*To do:*
1. From the passage on luxury hotel branding, answer:
(a) What did the staff at the Andaz Tokyo serve Langer when he walked in soaking wet?
(b) According to Langer, what three things do hotels rely on too much?
(c) What does Langer say happens when customers feel they were cheated?
2. Carry on the passage on luxury hotel branding from the point where it ends.

** Start of Selected passage **

So what’s a hotel company to do?
Langer said brands should be defining key attributes and then developing distinct brand journeys around them. “Ask what do we sell? What do we inspire? This is the most fundamental task,” said Langer. “Saying you sell ‘dreams and experience’ isn’t enough. All luxury brands do that. A brand needs to be specific about which dream it sells and which experience. It needs to be defined in every marketing detail, it has to be actionable for every staff member, and surely it has to do something different than what any other brand is doing. Then, no one else can replicate the brand.”
Once luxury brands develop a brand-distinct experience strategy, it has to design a customer journey that reflect the brand proposition at every touch point. That’s why proper staff training is essential. “Service must be based on the defined brand experience,” said Langer. “The staff must understand its role in bringing the brand positioning to life. If it doesn’t know its role, and if staff is not empowered, the whole effort will collapse.”
“The difference between an okay experience and a premium one is in the human factor. It’s making the customer feel special. It’s seamless service. It’s a conversation, knowing who the guest is. Absolute personalized service is what creates the luxury experience and this is what hotels don’t get right. They rely too much on design and a brand name and a loyalty brand, and they forget the most important thing–human interaction.”
That human interaction creates an emotional connection, which ideally, should be felt at every brand property. For example, Langer gave a shout out to Andaz Hotels by Hyatt. While locations may vary from city center to resort, Langer said the brand has created a customer journey that’s all about care and relaxation.
In particular, Langer cited that time he walked into the Andaz Tokyo, soaking wet from an unexpected downpour. The staff greeted him warmly by his name, told him not to worry about checking in and served him hot green tea. They even took pains to dry and clean his luggage. “It was that personal touch,” he said, “They knew who I was and they empathized. They took care of me.”
Having experienced similar service at Andaz properties from Scottsdale to London, Langer is a brand loyalist. Call it love.

KEEPING THE SPARK

Just like a real life relationship, though, maintenance is required. “Once a brand has a love relationship with us, it’s up to brands to nurture, strengthen, and maintain that relationship,” said Langer. If it becomes routine, or a consumer feels taken for granted, “the relationship can easily cool off, and the customer will move on to another brand. Even worse, if customers feel they were cheated, they won’t leave silently. Instead, their love will turn to hate.”

** End of Selected passage **
** Start of Information shown **

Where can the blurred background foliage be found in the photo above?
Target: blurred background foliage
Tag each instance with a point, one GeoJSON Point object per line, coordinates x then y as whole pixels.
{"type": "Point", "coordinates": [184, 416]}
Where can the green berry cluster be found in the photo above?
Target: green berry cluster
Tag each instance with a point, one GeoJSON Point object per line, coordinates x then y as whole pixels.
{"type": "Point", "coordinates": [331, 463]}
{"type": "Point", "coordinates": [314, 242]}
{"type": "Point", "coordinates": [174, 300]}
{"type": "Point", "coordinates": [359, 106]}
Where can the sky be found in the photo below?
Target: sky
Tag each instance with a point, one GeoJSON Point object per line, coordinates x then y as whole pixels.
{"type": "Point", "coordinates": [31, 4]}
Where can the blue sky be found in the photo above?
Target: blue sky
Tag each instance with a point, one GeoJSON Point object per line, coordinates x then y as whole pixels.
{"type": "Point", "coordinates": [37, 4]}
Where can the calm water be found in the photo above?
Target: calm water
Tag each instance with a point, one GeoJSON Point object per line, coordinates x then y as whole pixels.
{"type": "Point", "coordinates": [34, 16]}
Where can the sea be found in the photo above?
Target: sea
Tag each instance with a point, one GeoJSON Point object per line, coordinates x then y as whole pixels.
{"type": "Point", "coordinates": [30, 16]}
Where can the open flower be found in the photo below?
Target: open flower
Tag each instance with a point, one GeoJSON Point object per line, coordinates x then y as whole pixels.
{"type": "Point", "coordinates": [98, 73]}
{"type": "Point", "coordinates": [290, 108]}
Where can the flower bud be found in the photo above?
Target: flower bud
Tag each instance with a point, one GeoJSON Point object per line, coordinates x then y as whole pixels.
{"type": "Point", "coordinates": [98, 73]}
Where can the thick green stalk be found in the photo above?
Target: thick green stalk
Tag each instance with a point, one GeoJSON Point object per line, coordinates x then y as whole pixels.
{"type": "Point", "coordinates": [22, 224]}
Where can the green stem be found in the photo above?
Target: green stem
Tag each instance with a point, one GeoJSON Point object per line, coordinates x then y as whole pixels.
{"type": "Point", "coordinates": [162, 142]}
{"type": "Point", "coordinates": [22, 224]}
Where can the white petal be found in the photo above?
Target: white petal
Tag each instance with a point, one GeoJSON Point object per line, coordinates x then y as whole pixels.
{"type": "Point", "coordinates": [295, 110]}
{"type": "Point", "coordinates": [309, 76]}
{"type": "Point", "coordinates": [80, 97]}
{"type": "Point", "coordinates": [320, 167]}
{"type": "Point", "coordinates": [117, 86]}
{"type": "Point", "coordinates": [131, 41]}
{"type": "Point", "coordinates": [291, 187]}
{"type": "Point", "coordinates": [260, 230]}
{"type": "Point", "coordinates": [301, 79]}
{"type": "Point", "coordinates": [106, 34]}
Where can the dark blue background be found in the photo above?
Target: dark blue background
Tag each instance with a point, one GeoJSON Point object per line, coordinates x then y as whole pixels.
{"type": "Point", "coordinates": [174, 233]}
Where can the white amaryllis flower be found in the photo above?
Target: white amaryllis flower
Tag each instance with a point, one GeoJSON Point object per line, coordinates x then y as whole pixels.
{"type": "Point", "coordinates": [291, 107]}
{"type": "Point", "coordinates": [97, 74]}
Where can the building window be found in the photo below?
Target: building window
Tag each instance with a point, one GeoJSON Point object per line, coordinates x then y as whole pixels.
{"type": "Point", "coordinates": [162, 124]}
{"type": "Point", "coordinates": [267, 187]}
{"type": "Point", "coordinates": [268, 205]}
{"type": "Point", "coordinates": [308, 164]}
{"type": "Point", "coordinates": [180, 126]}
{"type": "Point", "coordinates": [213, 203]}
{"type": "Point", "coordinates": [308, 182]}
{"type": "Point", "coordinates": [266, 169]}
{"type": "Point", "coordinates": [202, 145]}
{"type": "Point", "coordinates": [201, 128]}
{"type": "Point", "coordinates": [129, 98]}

** End of Information shown **

*Results in order:*
1.
(a) Hot green tea.
(b) Design, a brand name and a loyalty brand.
(c) They won't leave silently; their love will turn to hate.

2.
What can cause the dramatic break-up? “All it takes is one negative touch point to damage a customer’s relationship with a brand,” said Langer. “That’s why training people is critical. Proper luxury training must include fundamental insights about luxury and make clear the role of each individual in providing the branded luxury proposition.” He compared the situation to an opera performance. “If we are listening to an opera, the people in the orchestra and on stage have to be in sync. If one musician is off-key, everything is ruined.”
A lack of brand-wide consistency can also nullify a relationship. If someone who is devoted to a particular brand while visiting New York City has a bad experience with that brand in another locale, he or she may decide to stay elsewhere during the next stay in the Big Apple. It’s a matter of one bad apple spoiling the whole bunch.
Why can this happen? “A dramatic breakdown in experience within the same brand can be one of the weaknesses when hotel groups in the luxury space try to grow quite fast. My suspicion is they are not training sharp enough…especially compared to first locations.”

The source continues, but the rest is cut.